**EXERCICE**:
Relevez tous les noms de personnes qui figurent dans l'extrait ci-dessous.

**EXTRAIT DU DOCUMENT**:
Elle parle de son « intellect ». On croirait que c'est quelque chose qui est en train de cuire.
Saint-Georges de Bouhélier veut fortifier l'âme des laboureurs.
19 janvier.
Marcel Boulenger très déprimé par Rostand.
- Quand je vous quitte, dit-il, j'ai envie de travailler douze heures par jour. Puis je vois Rostand, son air abîmé, son oeil vague, et me voilà perdu. Je laisse là mes gros bouquins d'histoire, et je prends un roman du jour, L'Orme du mail, que je lis avec lassitude et désespoir. Rostand m'humilie. Sa femme me disait : « Il me fait peur. » Moi, je n'ai même pas la force de me mettre en colère contre lui. Je ne trouve rien à lui dire, que bonjour. Et c'est fini, c'est le néant.
    Je donnerais un de mes petits doigts pour arriver à lui dire quelque chose qui l'intéresse.
- Oui, dis-je. Rostand est la vivante preuve, à peine vivante, qu'il n'y a rien. Il a eu beaucoup d'influence sur moi. Si je n'étais pas l'auteur des Histoires naturelles, je ne voudrais jamais le voir. Mais je peux faire le malin avec lui : au fond, je sens bien qu'il est une réalisation supérieure à la mienne. C'est le saint de l'indifférence. Il n'y a plus que les questions de théâtre qui l'animent. Entre Le Bargy et moi, il n'hésite pas : il choisit Le Bargy. Je le soupçonne d'être amoureux de Sarah Bernhardt. Il est pendu à l'un de ses rayons. Elle est nécessaire à sa vie, comme le soleil à la terre impersonnelle. Quand il sera mort, j'écrirai sur lui une dizaine de pages qui vaudront, pour leur humanité, les plus belles de Renan.

[Données d'étiquetage par coordonnées]
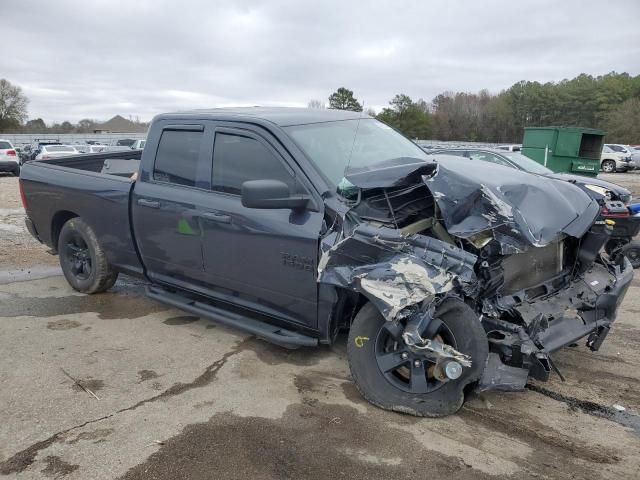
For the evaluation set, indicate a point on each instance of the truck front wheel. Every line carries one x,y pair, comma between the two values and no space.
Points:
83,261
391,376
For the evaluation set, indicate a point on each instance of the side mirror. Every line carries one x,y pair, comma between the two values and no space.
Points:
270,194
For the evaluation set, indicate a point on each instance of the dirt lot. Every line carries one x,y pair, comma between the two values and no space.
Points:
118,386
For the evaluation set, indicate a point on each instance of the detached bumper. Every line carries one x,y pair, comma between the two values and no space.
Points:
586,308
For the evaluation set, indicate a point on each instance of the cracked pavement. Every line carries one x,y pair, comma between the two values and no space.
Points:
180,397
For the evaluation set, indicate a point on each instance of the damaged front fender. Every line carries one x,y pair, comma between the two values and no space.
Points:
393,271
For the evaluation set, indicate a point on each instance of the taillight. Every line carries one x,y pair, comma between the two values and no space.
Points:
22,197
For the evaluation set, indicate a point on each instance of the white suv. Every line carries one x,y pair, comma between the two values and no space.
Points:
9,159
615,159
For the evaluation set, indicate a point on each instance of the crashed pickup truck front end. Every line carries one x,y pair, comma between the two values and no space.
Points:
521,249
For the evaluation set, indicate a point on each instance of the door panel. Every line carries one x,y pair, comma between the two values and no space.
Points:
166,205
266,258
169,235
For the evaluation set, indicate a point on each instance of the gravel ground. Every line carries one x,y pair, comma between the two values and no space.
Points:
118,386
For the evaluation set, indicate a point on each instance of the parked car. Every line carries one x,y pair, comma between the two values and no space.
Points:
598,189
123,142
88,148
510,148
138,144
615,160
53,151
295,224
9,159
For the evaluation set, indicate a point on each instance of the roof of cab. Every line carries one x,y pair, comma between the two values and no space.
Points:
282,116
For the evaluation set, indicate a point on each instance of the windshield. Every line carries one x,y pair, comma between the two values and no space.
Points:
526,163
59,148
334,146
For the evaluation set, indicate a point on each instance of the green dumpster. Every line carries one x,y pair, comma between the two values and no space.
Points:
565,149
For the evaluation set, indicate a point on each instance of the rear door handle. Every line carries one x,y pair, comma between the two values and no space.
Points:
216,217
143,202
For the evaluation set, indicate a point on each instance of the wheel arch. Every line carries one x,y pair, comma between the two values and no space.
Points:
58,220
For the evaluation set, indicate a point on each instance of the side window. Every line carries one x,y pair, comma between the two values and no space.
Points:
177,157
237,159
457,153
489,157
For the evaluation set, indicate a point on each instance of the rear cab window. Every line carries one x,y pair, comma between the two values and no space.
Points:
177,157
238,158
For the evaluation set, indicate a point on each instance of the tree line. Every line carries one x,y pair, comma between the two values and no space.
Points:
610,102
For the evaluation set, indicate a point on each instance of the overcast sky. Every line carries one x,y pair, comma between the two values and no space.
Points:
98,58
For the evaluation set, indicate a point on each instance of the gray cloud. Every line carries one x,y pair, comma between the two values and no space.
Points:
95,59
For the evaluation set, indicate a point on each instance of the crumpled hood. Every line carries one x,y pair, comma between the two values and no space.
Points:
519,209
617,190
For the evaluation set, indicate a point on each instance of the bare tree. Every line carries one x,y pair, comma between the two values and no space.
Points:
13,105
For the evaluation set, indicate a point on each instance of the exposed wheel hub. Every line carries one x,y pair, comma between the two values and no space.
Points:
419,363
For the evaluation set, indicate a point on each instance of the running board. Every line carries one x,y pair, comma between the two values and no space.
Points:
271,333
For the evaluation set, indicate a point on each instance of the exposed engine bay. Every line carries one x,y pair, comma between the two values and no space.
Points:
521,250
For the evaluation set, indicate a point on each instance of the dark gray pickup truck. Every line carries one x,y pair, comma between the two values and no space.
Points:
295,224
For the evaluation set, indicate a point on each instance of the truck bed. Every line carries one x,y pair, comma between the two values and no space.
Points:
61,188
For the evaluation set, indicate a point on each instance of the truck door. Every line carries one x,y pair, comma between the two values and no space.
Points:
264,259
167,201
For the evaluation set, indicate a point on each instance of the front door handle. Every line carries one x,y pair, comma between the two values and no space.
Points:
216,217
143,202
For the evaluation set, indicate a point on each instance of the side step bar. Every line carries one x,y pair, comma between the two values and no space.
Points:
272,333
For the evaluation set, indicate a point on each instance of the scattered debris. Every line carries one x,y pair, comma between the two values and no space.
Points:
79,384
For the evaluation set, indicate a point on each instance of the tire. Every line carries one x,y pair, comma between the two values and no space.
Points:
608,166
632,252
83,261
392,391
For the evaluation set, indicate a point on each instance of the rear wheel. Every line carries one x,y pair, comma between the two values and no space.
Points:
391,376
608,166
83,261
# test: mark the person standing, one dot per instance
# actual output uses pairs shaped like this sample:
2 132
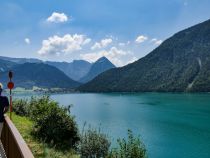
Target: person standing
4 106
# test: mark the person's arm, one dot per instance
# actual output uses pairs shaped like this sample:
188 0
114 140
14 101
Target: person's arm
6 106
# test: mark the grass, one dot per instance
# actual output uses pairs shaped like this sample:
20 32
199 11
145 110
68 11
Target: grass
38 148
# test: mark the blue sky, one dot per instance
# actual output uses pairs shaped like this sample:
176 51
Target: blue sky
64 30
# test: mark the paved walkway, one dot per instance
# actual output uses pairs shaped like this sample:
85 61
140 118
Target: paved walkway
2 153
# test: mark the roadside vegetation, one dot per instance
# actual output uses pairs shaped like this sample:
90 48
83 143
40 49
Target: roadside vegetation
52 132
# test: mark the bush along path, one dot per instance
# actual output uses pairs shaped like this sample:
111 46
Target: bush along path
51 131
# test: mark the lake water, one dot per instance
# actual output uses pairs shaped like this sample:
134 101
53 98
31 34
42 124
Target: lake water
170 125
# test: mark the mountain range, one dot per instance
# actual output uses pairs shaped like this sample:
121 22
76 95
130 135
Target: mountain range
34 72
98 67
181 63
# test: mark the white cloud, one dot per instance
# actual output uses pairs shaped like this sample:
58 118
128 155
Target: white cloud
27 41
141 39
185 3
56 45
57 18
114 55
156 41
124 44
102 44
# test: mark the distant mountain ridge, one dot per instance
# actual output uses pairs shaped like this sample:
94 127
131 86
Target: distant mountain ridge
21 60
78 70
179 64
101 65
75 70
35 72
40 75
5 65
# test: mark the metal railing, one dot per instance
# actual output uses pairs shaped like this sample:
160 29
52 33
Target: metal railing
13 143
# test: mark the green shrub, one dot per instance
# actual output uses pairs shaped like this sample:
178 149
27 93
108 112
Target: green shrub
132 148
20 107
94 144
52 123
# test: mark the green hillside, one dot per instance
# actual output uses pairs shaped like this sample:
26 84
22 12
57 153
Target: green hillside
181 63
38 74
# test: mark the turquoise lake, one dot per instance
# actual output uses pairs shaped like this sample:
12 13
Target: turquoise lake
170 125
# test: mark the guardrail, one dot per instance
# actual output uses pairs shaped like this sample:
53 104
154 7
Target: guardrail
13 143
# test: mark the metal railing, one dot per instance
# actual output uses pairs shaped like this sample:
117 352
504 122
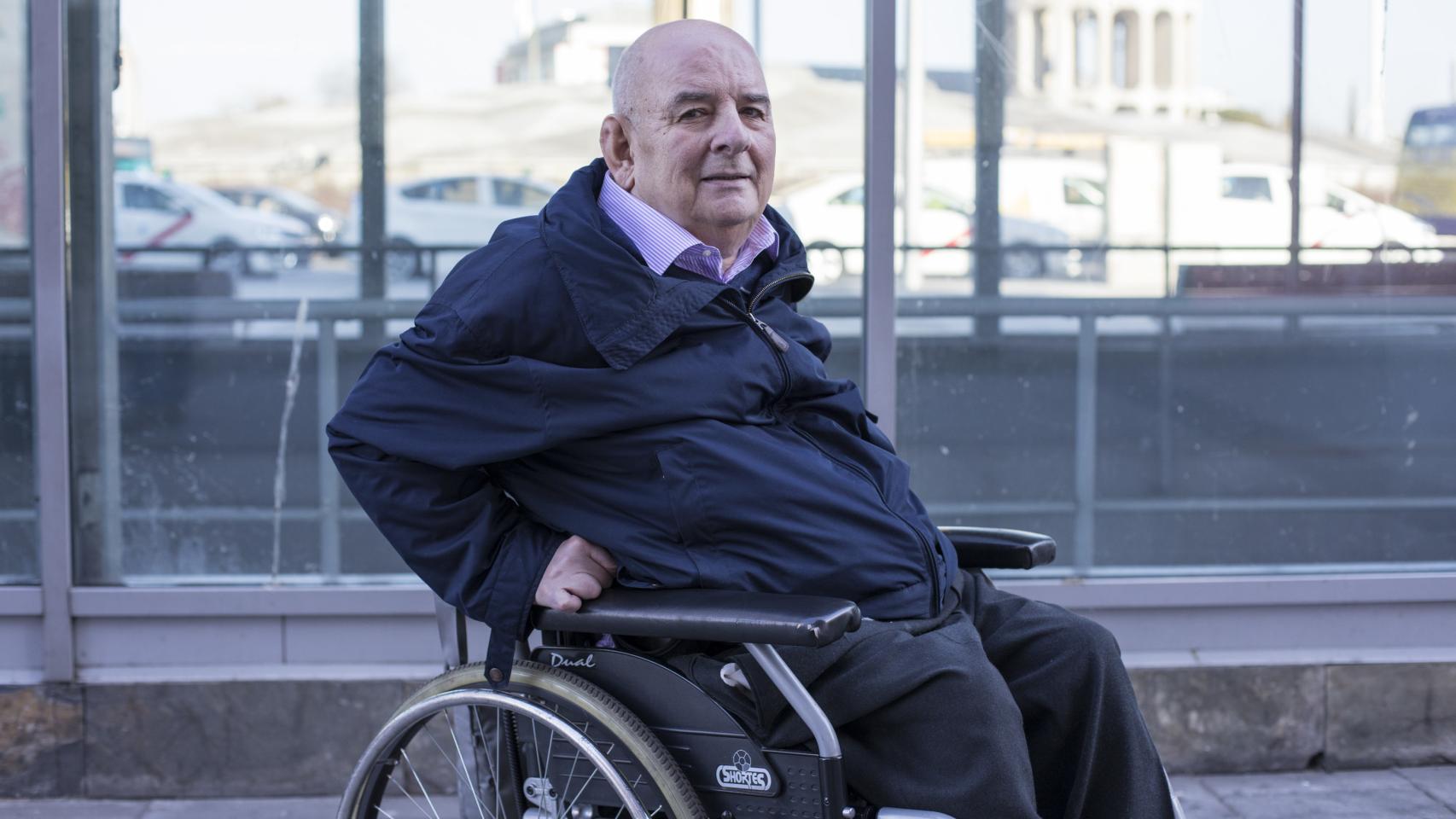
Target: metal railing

**RÉPONSE**:
Saint-Georges de Bouhélier, Marcel Boulenger, Rostand, Le Bargy, Sarah Bernhardt, Renan